§ **Exercise**:
Given the listing below, write out exactly the lines starting with the line that has "box: [178, 475, 322, 635]" and going on through the line that has "522L302 490L233 473L188", both kept.

§ **Material provided**:

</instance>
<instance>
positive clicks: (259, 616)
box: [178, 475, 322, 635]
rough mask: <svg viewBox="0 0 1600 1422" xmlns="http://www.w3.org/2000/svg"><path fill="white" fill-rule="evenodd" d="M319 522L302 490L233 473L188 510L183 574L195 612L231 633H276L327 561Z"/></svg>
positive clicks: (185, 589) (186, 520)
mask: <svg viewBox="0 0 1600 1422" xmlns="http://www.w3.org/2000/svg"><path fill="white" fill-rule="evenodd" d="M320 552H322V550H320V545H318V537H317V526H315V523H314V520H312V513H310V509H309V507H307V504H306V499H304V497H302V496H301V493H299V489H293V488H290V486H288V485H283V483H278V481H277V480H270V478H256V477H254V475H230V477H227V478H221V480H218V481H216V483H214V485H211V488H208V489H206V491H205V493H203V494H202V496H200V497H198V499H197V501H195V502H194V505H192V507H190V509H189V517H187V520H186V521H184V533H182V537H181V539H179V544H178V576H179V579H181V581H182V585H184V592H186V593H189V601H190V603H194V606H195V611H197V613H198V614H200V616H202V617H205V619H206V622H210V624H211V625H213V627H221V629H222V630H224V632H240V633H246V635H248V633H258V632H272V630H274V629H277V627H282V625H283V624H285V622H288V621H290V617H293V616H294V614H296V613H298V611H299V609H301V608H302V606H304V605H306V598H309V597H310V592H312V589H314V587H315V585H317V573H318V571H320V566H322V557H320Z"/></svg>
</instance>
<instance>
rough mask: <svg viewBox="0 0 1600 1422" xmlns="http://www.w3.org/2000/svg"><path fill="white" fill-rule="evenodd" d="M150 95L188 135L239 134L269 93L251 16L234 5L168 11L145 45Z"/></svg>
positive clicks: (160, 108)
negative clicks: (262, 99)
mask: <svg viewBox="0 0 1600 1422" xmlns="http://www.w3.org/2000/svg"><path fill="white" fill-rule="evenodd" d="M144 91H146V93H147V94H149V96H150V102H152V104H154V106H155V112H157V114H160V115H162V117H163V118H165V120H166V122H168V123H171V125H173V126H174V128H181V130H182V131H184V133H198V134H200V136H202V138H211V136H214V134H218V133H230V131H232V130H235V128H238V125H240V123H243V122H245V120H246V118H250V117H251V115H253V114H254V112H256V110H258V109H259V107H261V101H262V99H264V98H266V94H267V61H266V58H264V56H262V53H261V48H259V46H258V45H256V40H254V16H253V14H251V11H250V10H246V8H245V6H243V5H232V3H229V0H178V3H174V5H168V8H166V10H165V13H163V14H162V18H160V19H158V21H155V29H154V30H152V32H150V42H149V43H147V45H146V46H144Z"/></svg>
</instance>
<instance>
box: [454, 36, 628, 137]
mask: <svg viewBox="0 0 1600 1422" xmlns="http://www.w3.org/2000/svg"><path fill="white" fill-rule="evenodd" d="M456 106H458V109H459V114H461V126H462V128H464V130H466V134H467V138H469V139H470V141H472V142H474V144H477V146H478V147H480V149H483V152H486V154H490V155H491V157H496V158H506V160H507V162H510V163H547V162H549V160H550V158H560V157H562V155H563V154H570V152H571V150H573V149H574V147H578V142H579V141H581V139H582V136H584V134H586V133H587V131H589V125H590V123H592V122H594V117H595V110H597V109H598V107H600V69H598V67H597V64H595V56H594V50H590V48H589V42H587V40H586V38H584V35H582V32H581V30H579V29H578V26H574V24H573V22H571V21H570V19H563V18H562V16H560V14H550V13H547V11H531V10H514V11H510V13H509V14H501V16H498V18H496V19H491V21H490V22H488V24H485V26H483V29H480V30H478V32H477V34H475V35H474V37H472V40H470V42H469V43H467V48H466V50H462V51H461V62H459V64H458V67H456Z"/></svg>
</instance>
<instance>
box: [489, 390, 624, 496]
--
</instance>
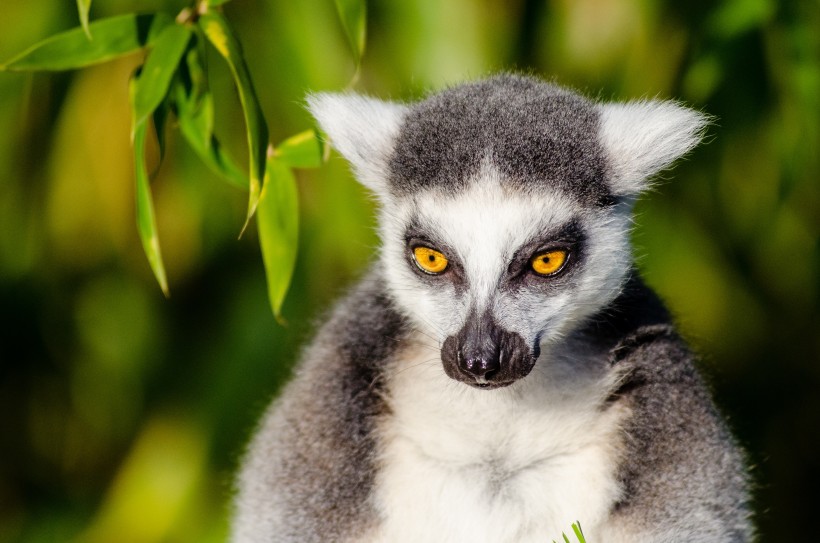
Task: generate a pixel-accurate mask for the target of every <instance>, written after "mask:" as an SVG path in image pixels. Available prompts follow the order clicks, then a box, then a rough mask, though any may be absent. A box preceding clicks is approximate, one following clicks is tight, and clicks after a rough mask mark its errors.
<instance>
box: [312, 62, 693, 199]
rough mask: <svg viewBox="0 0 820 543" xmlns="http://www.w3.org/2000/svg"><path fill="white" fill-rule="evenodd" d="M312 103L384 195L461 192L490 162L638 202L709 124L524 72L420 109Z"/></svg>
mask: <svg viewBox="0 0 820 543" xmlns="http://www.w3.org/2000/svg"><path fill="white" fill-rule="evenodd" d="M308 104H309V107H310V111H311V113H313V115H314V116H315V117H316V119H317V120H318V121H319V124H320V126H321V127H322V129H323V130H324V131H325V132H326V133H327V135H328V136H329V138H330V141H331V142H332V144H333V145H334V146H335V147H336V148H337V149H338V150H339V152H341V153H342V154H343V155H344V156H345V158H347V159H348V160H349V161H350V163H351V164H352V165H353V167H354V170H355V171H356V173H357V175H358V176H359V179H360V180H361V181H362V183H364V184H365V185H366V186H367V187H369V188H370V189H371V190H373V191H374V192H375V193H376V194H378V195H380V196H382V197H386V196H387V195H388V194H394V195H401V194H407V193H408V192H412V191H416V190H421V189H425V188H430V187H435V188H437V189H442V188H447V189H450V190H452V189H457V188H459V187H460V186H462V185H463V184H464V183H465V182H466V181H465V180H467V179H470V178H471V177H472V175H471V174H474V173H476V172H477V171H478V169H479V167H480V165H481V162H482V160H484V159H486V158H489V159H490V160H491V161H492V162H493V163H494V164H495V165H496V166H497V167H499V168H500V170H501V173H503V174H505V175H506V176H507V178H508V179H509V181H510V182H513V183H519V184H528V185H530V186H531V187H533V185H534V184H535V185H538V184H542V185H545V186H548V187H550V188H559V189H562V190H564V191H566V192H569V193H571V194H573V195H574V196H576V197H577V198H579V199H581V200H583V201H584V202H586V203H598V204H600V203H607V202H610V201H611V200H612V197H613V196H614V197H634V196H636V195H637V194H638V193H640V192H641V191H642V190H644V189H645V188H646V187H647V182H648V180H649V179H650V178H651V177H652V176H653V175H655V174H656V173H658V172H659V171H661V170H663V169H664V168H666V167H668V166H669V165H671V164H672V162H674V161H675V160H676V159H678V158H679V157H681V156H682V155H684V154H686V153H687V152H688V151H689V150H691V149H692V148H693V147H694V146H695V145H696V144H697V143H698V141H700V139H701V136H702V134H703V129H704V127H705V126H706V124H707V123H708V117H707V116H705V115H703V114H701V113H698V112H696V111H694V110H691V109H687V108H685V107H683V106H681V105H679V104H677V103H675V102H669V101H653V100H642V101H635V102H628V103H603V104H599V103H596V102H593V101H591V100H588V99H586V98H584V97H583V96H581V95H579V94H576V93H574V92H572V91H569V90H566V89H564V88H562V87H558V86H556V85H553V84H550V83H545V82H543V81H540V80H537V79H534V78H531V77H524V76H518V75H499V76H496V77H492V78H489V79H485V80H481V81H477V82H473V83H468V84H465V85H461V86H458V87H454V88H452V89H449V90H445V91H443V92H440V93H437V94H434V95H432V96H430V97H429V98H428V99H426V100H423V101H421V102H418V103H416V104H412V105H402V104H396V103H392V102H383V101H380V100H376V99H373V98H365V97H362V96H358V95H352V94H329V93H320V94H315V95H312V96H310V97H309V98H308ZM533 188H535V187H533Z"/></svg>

§ **Answer to this task**:
box: [178, 475, 322, 635]
rough mask: <svg viewBox="0 0 1600 1422" xmlns="http://www.w3.org/2000/svg"><path fill="white" fill-rule="evenodd" d="M319 522L302 490L233 473L188 510L183 574L195 612L231 633H276L327 561Z"/></svg>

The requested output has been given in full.